The records start
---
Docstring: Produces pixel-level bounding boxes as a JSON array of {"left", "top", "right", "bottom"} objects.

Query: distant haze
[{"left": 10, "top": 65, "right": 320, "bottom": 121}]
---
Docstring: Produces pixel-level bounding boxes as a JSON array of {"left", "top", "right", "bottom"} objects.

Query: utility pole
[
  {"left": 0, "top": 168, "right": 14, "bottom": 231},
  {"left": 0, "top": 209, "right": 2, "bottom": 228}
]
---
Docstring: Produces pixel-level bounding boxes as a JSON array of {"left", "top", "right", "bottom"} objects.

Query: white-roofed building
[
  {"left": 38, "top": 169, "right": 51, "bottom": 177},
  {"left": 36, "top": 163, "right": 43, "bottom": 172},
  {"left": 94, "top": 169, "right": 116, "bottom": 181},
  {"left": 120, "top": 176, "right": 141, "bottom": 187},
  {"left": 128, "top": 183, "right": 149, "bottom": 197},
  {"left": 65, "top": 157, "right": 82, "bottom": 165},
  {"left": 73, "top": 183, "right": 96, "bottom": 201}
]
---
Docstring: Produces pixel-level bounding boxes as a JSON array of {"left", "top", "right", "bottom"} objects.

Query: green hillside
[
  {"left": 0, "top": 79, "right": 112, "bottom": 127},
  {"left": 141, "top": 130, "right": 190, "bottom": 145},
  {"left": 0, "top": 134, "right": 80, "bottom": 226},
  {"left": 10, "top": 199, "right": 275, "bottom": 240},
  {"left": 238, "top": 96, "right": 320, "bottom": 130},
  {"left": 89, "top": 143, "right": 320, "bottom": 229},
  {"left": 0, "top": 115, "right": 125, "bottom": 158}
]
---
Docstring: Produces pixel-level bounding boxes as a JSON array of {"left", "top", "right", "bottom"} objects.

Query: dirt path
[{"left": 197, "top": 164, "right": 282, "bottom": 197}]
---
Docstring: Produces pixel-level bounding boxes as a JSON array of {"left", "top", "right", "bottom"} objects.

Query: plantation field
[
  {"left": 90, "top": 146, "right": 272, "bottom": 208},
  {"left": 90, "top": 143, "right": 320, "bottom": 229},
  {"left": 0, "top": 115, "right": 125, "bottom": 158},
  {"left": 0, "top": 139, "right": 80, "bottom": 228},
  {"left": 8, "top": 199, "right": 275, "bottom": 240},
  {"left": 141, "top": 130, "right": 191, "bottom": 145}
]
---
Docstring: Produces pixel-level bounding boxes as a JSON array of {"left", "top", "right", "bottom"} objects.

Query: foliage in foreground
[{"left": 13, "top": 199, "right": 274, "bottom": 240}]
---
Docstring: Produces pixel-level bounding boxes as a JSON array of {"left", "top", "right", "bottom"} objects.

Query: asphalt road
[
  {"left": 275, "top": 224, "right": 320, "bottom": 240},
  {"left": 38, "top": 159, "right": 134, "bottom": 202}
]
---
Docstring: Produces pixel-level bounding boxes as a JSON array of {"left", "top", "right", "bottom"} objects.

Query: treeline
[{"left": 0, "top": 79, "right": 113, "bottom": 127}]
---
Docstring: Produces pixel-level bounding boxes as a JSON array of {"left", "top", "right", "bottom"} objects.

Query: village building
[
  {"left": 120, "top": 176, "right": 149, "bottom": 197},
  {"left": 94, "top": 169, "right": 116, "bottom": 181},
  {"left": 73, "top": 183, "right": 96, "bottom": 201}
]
The records end
* _Task details_: Please pick out every line of the material above that contains the word "Query" and copy each one in full.

* _Answer_:
Query: distant haze
Query: utility pole
Query: white-roofed building
Query: green hillside
Query: dirt path
Query: plantation field
Query: foliage in foreground
Query: asphalt road
Query: treeline
Query: village building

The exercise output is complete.